[AUFGABEN]:
• 1. Von welchem Modell übernimmt VW laut dem Text über Kangoo und Caddy die technische Basis?
• 2. Führe den Text über Kangoo und Caddy bitte nach seinem letzten Satz fort.
--- AUSGANGSTEXT ---
Unprätentiös, praktisch und günstig: Hochdachkombis wie Renault Kangoo und VW Caddy sind seit jeher echte Multitalente ohne Glanz und Glamour. Doch in der neuesten Generation wollen beide mit vernünftigen Turbobenzinern mehr sein als aufgehübschte Handwerkerautos. Klar, schließlich konkurrieren die Volumenwürfel heute nicht mehr nur mit praktischen Vans, sondern auch mit schicken SUV.
Um da mithalten zu können, wachsen sowohl Kangoo als auch Caddy auf rund viereinhalb Meter Länge und recken ihre Karossen über 1,80 Meter in die Höhe. Dabei wirkt vor allem der VW mit seiner ID-golfigen Front alles andere als nur nutzwertig. Vom Golf adaptiert VW übrigens das ganze technische Unterzeugs – den Modularen Querbaukasten. Auch innen grüßt der Kompakte mit hochauflösenden sowie vollvariablen Displays, versteht aber meist nur Bahnhof. Kein Witz, die Sprachsteuerung (250 Euro) des 1232 Euro teuren Discover-Infotainments zeigte im Zweifel bei der Navigationseingabe den nächsten Bahnhof als Ziel an.
--- DATENZEILEN ---
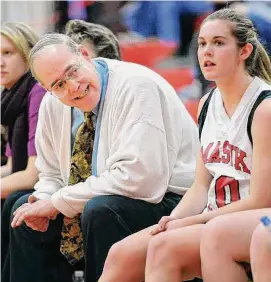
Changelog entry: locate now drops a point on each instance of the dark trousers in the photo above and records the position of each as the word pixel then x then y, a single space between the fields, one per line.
pixel 6 207
pixel 35 256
---
[LÖSUNGEN]:
• 1. Vom Golf: VW übernimmt von ihm den Modularen Querbaukasten.

• 2.
Ja, das kann einen schnell zur Verzweiflung treiben, zumal nicht nur die umständliche Touch- und Slider-Bedienung nervt, sondern bei diesem Testwagen auch das Schloss der rechten Schiebetür zeitweise verriegelt – und zwar im geöffneten Zustand. Weniger stört dafür die in diesem Segment übliche robuste Kunststoffanmutung.
Mehr Platz im VW Caddy

Ebenfalls Kastenwagen-typisch reißt der Caddy die Heckklappe weit auf, senkt die Ladekante auf Kniehöhe und klappt die im Verhältnis 60 : 40 teilbaren Rücksitzelemente mit wenigen Handgriffen um, lässt sie aufrecht stellen oder mit etwas Muskelkraft gleich ganz ausbauen. Dann entsteht eine über 2500 Liter große Ladehalle mit fast ebener Fläche und diversen Verzurrpunkten. Zudem kann man durch Umlegen der Beifahrerlehne die Laderaumlänge auf Biertischgarnitur-Niveau erweitern. Ist die Rücksitzbank montiert, freuen sich nicht nur Kinder über Klapptische, die auch in Tablet-Position verharren.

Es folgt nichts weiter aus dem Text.